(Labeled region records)
>>>>
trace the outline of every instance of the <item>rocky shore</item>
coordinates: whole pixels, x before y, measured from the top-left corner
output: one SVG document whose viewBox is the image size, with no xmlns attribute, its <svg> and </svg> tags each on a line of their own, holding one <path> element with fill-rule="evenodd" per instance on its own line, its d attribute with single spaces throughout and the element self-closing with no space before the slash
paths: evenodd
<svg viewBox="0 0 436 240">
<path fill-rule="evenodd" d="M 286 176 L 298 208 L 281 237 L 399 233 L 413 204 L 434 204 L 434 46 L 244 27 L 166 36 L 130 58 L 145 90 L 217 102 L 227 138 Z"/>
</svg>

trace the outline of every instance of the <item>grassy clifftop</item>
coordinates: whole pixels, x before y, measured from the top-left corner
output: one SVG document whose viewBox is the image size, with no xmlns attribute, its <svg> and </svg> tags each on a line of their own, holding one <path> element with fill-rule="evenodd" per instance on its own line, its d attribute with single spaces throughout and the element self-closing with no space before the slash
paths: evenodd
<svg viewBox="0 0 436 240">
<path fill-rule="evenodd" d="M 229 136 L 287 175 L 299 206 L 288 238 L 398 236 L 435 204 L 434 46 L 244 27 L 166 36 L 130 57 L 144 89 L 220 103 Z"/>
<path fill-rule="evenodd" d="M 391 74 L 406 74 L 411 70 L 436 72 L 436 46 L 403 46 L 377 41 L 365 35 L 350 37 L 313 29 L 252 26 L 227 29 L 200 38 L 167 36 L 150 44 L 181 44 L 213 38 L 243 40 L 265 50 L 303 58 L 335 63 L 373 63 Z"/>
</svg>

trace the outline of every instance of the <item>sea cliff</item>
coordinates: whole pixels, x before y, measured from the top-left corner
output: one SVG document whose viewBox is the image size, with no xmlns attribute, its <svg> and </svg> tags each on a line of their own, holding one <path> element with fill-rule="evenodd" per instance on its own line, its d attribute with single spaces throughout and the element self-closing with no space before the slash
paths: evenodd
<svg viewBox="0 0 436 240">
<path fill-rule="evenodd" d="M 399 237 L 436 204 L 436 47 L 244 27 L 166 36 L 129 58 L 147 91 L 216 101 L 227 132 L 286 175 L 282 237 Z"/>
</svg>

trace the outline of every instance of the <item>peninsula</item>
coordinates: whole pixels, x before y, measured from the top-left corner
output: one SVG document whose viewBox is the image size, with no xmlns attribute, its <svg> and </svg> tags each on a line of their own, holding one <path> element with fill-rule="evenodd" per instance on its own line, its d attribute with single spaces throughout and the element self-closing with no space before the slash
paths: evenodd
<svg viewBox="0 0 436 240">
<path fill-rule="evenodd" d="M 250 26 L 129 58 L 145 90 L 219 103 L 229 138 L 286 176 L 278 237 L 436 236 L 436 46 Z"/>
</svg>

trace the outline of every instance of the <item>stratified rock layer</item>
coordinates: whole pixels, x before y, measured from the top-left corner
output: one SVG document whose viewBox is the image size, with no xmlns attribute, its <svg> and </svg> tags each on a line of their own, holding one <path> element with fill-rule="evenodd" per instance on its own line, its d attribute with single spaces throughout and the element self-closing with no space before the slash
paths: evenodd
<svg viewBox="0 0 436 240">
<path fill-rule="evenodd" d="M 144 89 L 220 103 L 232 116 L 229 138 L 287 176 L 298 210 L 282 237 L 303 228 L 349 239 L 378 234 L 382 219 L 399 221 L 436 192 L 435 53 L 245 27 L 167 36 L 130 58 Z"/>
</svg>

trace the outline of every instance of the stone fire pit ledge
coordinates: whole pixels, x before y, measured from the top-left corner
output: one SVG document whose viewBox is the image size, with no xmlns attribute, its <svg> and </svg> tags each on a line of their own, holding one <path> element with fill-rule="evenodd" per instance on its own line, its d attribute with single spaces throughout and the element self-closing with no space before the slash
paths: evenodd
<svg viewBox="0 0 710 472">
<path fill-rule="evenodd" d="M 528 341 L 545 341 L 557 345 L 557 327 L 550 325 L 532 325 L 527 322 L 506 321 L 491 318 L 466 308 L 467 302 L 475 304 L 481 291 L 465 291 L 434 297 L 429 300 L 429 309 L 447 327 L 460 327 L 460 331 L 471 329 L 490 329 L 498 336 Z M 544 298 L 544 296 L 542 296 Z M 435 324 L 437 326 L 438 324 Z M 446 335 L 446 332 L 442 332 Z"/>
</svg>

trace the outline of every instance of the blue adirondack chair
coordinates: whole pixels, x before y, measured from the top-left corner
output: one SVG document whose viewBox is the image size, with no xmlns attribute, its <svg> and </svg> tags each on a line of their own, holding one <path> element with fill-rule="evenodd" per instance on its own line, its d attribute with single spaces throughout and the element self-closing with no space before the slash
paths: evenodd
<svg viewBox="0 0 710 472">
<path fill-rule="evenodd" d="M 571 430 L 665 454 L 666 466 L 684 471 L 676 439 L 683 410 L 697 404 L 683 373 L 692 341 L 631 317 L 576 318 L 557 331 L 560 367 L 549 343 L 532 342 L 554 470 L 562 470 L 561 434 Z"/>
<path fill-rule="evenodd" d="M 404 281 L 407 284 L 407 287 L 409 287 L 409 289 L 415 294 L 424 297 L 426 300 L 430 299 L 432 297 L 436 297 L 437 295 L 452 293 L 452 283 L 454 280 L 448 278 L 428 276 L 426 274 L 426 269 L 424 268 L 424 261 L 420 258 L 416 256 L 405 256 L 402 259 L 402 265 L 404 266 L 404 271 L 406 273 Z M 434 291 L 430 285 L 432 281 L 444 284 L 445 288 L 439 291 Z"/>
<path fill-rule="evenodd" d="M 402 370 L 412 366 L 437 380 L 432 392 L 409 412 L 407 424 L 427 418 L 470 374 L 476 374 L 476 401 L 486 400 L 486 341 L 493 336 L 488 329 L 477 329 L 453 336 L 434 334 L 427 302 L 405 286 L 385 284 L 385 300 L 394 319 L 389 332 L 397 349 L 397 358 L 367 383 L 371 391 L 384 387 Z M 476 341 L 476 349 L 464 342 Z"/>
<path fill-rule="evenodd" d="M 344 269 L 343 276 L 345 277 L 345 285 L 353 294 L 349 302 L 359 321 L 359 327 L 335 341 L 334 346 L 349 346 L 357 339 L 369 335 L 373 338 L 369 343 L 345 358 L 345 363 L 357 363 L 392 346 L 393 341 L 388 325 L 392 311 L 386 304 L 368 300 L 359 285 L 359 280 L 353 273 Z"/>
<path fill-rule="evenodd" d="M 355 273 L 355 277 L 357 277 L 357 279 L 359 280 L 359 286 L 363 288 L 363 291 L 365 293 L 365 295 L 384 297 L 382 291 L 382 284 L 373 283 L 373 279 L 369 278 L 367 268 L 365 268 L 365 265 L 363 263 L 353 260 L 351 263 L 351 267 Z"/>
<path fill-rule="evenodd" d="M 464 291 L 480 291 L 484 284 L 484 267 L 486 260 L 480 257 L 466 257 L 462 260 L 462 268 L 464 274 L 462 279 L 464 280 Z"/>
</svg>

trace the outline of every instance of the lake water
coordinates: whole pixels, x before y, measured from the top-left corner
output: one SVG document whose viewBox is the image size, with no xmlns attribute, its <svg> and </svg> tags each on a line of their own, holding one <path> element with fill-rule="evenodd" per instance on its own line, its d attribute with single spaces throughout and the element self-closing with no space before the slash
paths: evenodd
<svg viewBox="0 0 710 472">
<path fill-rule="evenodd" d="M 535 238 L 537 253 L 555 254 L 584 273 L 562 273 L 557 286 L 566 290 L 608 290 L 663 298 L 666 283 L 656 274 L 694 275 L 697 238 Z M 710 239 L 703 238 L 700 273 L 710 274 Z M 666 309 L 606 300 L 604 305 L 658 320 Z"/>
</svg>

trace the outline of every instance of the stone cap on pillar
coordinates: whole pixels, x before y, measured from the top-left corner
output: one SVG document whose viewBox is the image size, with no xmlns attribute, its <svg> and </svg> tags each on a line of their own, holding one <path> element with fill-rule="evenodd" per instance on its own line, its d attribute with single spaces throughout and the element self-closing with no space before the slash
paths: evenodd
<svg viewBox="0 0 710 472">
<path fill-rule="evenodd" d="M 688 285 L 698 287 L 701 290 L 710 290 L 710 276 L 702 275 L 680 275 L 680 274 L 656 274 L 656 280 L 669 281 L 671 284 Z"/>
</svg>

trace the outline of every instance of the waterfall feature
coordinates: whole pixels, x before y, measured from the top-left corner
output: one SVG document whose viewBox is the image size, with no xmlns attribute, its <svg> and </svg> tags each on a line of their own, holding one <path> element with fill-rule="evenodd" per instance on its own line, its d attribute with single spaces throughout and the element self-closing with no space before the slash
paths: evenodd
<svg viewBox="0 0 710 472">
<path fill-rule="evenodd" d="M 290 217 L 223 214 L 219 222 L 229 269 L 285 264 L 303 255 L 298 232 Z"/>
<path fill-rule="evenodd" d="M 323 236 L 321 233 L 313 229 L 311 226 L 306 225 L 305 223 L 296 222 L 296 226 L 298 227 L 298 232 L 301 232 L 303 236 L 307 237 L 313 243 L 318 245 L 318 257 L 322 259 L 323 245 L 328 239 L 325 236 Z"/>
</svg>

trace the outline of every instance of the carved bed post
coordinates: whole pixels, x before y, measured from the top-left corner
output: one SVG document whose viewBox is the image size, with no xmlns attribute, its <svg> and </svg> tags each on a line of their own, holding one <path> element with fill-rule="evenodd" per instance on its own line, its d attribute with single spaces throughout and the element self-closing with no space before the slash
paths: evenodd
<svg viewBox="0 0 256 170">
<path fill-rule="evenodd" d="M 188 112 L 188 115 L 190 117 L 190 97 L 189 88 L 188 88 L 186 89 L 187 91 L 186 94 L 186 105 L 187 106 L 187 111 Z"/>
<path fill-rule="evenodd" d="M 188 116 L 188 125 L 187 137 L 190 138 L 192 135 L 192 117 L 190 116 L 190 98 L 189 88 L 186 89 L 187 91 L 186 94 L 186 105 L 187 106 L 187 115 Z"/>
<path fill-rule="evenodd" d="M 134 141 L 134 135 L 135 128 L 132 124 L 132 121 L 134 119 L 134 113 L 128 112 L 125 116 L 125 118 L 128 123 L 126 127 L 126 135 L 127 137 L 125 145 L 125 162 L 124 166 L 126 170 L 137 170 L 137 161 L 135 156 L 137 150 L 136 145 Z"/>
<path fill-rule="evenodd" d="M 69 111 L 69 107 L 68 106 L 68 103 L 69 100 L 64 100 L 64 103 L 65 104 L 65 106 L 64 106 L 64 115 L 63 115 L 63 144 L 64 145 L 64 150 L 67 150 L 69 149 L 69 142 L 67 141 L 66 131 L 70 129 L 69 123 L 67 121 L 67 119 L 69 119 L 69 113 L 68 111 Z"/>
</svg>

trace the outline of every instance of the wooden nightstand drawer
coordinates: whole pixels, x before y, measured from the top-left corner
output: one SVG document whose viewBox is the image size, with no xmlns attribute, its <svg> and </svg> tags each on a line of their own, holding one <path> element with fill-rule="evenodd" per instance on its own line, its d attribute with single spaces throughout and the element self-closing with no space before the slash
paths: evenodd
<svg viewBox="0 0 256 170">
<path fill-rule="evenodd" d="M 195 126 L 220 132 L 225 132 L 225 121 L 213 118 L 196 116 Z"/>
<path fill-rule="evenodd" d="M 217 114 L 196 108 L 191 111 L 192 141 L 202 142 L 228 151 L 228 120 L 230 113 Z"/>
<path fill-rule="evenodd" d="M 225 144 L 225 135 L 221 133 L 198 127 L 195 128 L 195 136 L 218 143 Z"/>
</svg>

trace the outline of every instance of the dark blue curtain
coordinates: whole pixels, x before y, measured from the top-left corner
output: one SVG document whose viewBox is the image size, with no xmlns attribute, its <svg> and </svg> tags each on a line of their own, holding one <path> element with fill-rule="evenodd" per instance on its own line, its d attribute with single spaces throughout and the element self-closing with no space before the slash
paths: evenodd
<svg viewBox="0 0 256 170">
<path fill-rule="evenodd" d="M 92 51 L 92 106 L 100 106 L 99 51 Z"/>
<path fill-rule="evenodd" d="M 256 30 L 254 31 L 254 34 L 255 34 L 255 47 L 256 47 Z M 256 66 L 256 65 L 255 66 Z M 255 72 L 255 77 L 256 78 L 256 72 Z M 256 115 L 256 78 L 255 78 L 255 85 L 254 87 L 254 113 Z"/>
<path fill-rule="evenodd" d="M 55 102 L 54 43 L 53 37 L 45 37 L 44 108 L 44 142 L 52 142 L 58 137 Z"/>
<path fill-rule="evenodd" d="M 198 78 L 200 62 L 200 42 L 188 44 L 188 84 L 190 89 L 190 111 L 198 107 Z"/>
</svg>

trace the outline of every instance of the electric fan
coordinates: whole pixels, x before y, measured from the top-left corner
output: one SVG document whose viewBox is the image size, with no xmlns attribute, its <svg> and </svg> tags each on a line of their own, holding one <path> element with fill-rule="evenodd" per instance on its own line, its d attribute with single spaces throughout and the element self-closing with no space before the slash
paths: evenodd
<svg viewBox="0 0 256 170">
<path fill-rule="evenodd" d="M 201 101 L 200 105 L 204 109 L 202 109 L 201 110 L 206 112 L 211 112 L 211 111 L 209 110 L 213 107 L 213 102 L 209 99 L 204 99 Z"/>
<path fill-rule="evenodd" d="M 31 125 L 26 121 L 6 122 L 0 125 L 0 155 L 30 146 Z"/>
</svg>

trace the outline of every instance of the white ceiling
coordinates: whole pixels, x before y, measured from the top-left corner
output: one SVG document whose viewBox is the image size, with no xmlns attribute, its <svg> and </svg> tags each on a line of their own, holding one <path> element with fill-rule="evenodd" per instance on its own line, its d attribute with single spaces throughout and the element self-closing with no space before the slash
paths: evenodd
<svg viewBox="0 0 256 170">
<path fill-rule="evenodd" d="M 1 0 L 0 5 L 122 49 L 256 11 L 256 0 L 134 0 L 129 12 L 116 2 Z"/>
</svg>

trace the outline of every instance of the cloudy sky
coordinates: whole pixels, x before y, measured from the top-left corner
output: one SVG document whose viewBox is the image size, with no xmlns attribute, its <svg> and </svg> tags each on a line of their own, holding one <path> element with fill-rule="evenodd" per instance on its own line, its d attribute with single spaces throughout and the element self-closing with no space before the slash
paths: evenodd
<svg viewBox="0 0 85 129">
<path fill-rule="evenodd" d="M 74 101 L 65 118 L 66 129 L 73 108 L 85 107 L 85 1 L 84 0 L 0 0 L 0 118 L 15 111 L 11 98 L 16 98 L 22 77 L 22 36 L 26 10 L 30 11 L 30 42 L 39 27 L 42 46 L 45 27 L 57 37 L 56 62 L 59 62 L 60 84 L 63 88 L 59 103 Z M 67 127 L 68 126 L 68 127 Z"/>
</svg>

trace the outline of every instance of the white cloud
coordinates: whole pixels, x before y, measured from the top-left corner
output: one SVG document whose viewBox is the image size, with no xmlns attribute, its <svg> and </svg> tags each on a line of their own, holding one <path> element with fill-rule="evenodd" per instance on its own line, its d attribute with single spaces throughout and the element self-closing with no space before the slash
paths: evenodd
<<<<
> Short task: Rewrite the stretch from the line containing "trace the outline of every instance of the dark" through the line containing "51 L 92 106" with "navy curtain" in place of "dark blue curtain", leaving everything else unchanged.

> Response to this exercise:
trace the outline of every instance of the navy curtain
coordinates: whole pixels, x before y, measured from the top-left corner
output: one SVG document whose viewBox is the image size, with no xmlns attribute, its <svg> and </svg> tags each on a line of their own, holding one <path> element with fill-rule="evenodd" per instance on its own line, its d attribute with single spaces throughout and the element self-closing with no space before the slash
paths: evenodd
<svg viewBox="0 0 256 170">
<path fill-rule="evenodd" d="M 92 51 L 92 106 L 100 106 L 99 51 Z"/>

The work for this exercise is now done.